Entries ->
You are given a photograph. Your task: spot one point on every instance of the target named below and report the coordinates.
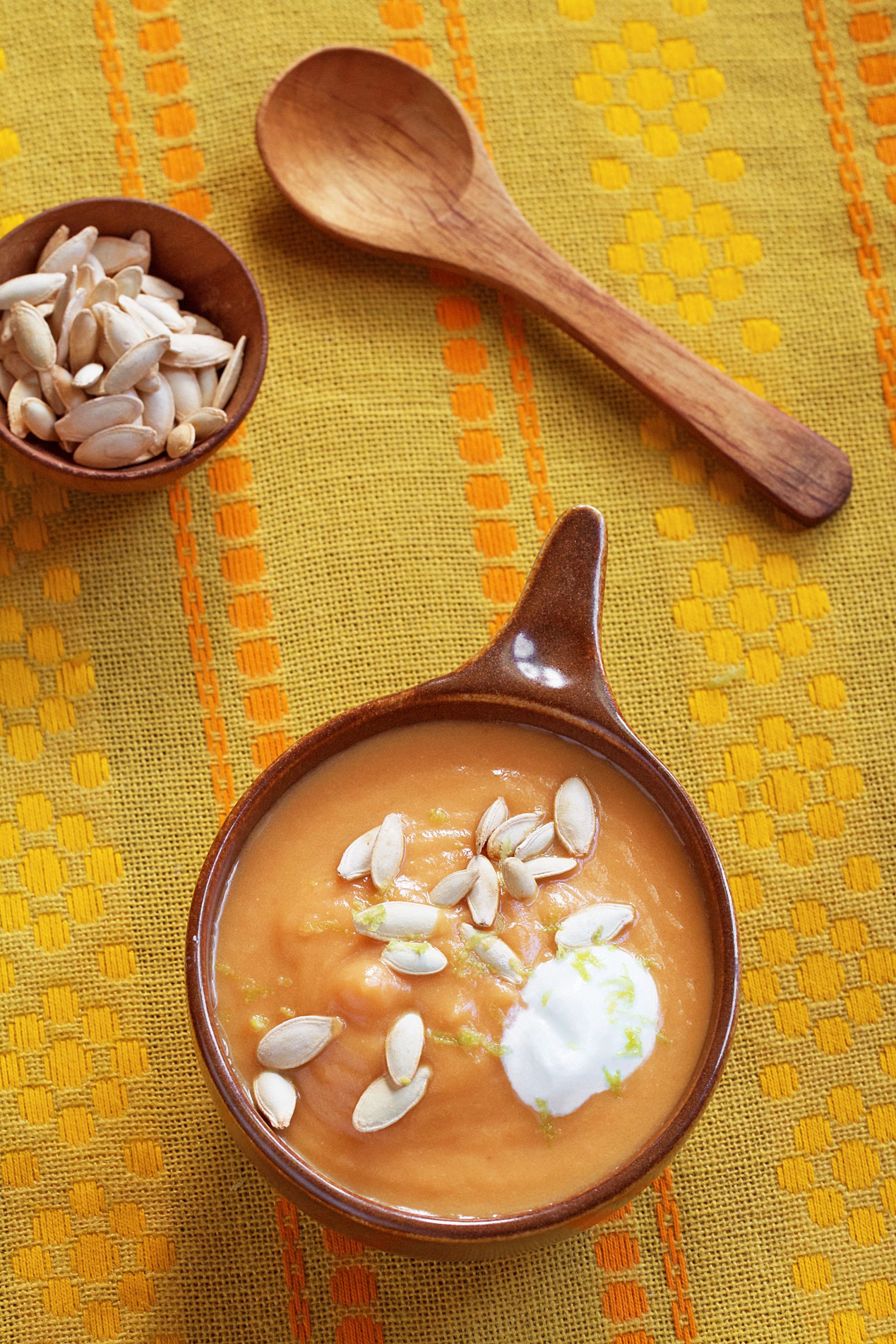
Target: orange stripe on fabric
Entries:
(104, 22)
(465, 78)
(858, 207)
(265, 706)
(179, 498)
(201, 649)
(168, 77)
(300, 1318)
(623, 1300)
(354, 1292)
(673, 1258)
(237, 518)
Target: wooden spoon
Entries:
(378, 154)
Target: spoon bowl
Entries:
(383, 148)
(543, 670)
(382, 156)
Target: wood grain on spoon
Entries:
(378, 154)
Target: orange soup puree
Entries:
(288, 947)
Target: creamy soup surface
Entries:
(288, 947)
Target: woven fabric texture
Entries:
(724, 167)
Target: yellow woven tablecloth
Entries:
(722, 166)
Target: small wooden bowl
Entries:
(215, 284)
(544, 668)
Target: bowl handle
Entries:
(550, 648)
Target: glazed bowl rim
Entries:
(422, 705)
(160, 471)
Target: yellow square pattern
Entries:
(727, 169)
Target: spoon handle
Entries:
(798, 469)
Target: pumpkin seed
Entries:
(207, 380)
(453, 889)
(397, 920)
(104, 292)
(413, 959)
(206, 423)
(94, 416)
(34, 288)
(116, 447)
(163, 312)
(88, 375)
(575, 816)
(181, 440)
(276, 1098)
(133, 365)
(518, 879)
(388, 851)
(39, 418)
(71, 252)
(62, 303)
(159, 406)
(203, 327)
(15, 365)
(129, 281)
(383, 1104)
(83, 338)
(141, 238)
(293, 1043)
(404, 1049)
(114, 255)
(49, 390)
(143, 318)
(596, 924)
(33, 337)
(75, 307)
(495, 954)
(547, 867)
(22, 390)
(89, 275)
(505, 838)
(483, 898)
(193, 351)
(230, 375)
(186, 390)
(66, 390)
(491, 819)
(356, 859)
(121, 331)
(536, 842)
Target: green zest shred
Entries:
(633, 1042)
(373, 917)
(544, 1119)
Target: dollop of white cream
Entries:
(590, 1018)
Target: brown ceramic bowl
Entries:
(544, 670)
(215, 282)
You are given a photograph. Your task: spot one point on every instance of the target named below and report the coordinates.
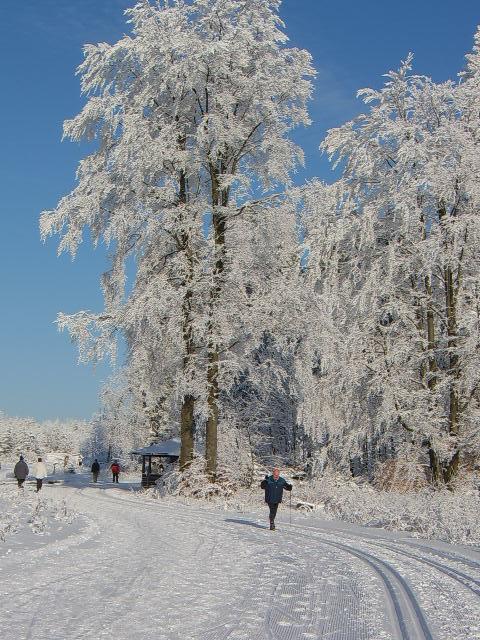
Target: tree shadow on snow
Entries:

Set exercise -> Rewrite all of the items above, replacing every occurrence of "Entries" with "Points" and leaving everything else unchanged. Omit the pictures from your answer.

Answer to the task ->
You are given a photograph. Your task: spot one point on every instance of the target named below and report the coordinates.
Target: orange stripe on fabric
Points:
(104, 22)
(465, 78)
(858, 207)
(265, 706)
(179, 498)
(201, 649)
(168, 77)
(300, 1318)
(623, 1300)
(354, 1292)
(673, 1258)
(237, 518)
Target: wooden spoon
Points:
(378, 154)
Target: spoon bowl
Points:
(383, 148)
(543, 670)
(382, 156)
Target: wood grain on spoon
Points:
(378, 154)
Target: orange soup puree
Points:
(288, 947)
Target: creamy soup surface
Points:
(288, 947)
Target: woven fabric texture
Points:
(724, 167)
Target: yellow woven tablecloth
Points:
(722, 166)
Target: small wooden bowl
Points:
(215, 284)
(544, 668)
Target: bowl handle
Points:
(550, 648)
Target: glazed bowl rim
Points:
(422, 705)
(160, 471)
Target: yellow square pattern
Points:
(727, 169)
Target: spoon handle
Points:
(798, 469)
Target: pumpkin seed
Points:
(207, 380)
(453, 889)
(397, 920)
(104, 292)
(413, 959)
(206, 423)
(94, 416)
(34, 288)
(116, 447)
(163, 312)
(88, 375)
(575, 816)
(181, 440)
(276, 1098)
(133, 365)
(518, 879)
(388, 851)
(39, 418)
(71, 252)
(62, 303)
(159, 406)
(203, 327)
(15, 365)
(129, 281)
(383, 1104)
(83, 338)
(141, 238)
(293, 1043)
(404, 1049)
(114, 255)
(49, 390)
(143, 318)
(596, 924)
(33, 337)
(75, 307)
(495, 954)
(547, 867)
(22, 390)
(89, 275)
(505, 838)
(483, 898)
(193, 351)
(230, 375)
(186, 390)
(66, 390)
(491, 819)
(356, 859)
(121, 331)
(536, 842)
Target: green zest shred
Points:
(633, 1042)
(373, 917)
(544, 1119)
Target: dollop of white cream
Points:
(590, 1018)
Target: brown ceramic bowl
Points:
(544, 670)
(215, 282)
You are given a photograph. Your task: spot one point on every instance of the target named below and report the coordinates.
Target: tree shadow on snow
Points:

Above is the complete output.